The third-generation CLS is here.
Mercedes-Benz has lifted the sheet off of the next-generation CLS. The original four-door coupe is leaner and meaner, and ushers in what Mercedes calls "a new design idiom" for the brand.
In terms of architecture, the new CLS is essentially a four-door E-Class Coupe (not to be confused, of course, with the run-of-the-mill E-Class Sedan). The exterior styling makes the relationship clear, but it's not as simple as all that.
The CLS wears the company's new "crease-free" exterior styling, as forecast by some of its recent concepts. To keep the design crisp and edgy without them, the CLS gets angular headlights that are better proportioned than the ones on the outgoing car and a wide, GT-like grille.
Shown here in base-spec CLS 450 guise, it is powered by a 3.0L twin-turbocharged inline six supplemented by a 48-volt electrical system. The ICE produces 362 horsepower and 369lb-ft of torque. The electric assist adds 21 horsepower and a whopping 184lb-ft of torque, however the press materials from Mercedes do not provide a total system power. As with most hybrids, we suspect that simply adding those figures together is not representative of its real-world combined output.

# [TASK DIRECTIONS]
Reproduce the article on the third-generation Mercedes-Benz CLS word for word, in full.

# [GIVEN RECORDS]

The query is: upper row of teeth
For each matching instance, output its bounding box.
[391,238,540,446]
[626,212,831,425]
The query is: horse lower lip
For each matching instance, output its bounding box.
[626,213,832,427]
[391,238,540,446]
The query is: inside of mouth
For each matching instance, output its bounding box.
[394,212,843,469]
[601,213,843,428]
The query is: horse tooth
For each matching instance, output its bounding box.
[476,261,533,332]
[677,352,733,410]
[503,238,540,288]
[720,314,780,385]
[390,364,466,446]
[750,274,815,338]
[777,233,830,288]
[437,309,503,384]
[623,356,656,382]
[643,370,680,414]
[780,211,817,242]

# [THE SOLUTION]
The third-generation CLS is here.
Mercedes-Benz has lifted the sheet off of the next-generation CLS. The original four-door coupe is leaner and meaner, and ushers in what Mercedes calls "a new design idiom" for the brand.
In terms of architecture, the new CLS is essentially a four-door E-Class Coupe (not to be confused, of course, with the run-of-the-mill E-Class Sedan). The exterior styling makes the relationship clear, but it's not as simple as all that.
The CLS wears the company's new "crease-free" exterior styling, as forecast by some of its recent concepts. To keep the design crisp and edgy without them, the CLS gets angular headlights that are better proportioned than the ones on the outgoing car and a wide, GT-like grille.
Shown here in base-spec CLS 450 guise, it is powered by a 3.0L twin-turbocharged inline six supplemented by a 48-volt electrical system. The ICE produces 362 horsepower and 369lb-ft of torque. The electric assist adds 21 horsepower and a whopping 184lb-ft of torque, however the press materials from Mercedes do not provide a total system power. As with most hybrids, we suspect that simply adding those figures together is not representative of its real-world combined output.